Document section:
▼▼▼
Living cells prosper without telomeres

In most cells, telomeres are a critical protection against death: If these caps at the ends of chromosomes fail, the cell’s life is cut short. But what’s true for most cells isn’t true for all cells, and a surprising new finding from Rockefeller University, recently published in Genes and Development, shows that cells in the livers of living mice have the remarkable ability to prosper without telomeres.

Life without telomeres. In cells from the livers of mice lacking a key telomere protein, TRF2 (bottom), chromosomes replicate and form long chains, but the cells don’t divide — causing the nuclei to swell to more than double their normal size.

Telomeres, the protein-DNA caps that protect the ends of chromosomes, are the focus of the research in Rockefeller’s Laboratory of Cell Biology and Genetics headed by Leon Hess Professor Titia de Lange. One of her lab’s pivotal discoveries is a protein complex called shelterin that protects telomeres. When telomeres lose shelterin, cells mistake the exposed chromosome ends for sites of DNA damage. The DNA damage signal elicited by dysfunctional telomeres usually kills cells. If cells try to repair the chromosome ends, they make such a mess of their chromosomes that they can no longer divide.

“But all our previous work on shelterin was done in tissue culture cells that are continuously dividing,” de Lange says. “We wanted to look at telomeres in cells that aren’t dividing — and nothing prepared us for the outcome.”
▲▲▲
Activity 1:
Repeat the part of the telomere article that begins at the words "In most cells, telomeres" and stops after "prosper without telomeres.".
Activity 2:
In the telomere article, what happens to the nuclei of mouse liver cells that lack TRF2?

Entries taken from a collection:
▼▼▼
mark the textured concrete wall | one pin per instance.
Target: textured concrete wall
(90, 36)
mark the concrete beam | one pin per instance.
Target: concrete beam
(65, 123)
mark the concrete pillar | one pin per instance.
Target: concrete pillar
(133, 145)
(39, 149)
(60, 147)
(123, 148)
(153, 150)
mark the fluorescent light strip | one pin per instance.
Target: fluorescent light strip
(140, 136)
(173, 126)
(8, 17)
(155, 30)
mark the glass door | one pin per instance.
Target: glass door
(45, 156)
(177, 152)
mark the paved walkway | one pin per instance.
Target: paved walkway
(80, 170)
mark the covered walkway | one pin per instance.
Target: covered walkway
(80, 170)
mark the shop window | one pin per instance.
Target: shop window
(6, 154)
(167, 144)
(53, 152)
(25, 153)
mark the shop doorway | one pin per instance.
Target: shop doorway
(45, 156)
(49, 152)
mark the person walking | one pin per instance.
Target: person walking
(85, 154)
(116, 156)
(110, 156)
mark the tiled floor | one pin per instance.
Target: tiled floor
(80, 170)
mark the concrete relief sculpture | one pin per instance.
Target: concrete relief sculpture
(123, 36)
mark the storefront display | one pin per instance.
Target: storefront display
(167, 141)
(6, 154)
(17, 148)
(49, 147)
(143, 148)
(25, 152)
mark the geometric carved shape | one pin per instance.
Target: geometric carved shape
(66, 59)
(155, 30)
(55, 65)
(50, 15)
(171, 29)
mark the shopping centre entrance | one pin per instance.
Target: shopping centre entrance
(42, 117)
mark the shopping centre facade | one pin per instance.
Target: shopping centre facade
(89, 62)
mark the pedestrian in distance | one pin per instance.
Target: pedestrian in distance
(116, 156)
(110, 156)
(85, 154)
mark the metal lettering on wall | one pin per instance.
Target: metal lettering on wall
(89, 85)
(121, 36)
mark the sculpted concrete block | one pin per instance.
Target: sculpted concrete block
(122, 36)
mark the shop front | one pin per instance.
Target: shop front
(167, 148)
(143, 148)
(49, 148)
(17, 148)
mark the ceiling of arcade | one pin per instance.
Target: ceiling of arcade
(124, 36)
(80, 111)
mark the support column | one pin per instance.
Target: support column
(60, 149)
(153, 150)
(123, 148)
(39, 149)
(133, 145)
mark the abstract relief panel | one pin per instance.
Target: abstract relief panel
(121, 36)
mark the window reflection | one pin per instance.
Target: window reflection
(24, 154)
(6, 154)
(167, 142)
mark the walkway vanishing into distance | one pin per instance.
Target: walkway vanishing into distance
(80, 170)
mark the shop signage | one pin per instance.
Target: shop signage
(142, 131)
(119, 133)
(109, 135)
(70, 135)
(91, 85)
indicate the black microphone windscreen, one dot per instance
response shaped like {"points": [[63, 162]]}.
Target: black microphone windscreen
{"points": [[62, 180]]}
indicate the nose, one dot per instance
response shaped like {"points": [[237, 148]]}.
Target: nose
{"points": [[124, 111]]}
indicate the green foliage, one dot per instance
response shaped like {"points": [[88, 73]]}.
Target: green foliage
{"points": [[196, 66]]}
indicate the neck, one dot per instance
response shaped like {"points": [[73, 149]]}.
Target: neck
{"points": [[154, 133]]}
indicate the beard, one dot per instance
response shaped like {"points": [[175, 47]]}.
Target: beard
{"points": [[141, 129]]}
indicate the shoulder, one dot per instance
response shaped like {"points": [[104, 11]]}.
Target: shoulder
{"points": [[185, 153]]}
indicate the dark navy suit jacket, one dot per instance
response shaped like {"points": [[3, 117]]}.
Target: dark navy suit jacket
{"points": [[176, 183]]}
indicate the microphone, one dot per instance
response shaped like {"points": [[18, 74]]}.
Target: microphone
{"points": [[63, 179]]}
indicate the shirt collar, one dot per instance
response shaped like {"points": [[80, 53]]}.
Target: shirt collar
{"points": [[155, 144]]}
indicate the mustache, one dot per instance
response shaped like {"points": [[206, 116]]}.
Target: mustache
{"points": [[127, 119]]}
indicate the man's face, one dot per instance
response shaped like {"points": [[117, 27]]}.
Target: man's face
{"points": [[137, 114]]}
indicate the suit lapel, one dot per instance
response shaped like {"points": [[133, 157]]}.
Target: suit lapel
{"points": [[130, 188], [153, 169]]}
▲▲▲
Response area 1:
In most cells, telomeres are a critical protection against death: If these caps at the ends of chromosomes fail, the cell’s life is cut short. But what’s true for most cells isn’t true for all cells, and a surprising new finding from Rockefeller University, recently published in Genes and Development, shows that cells in the livers of living mice have the remarkable ability to prosper without telomeres.

Response area 2:
They swell to more than double their normal size.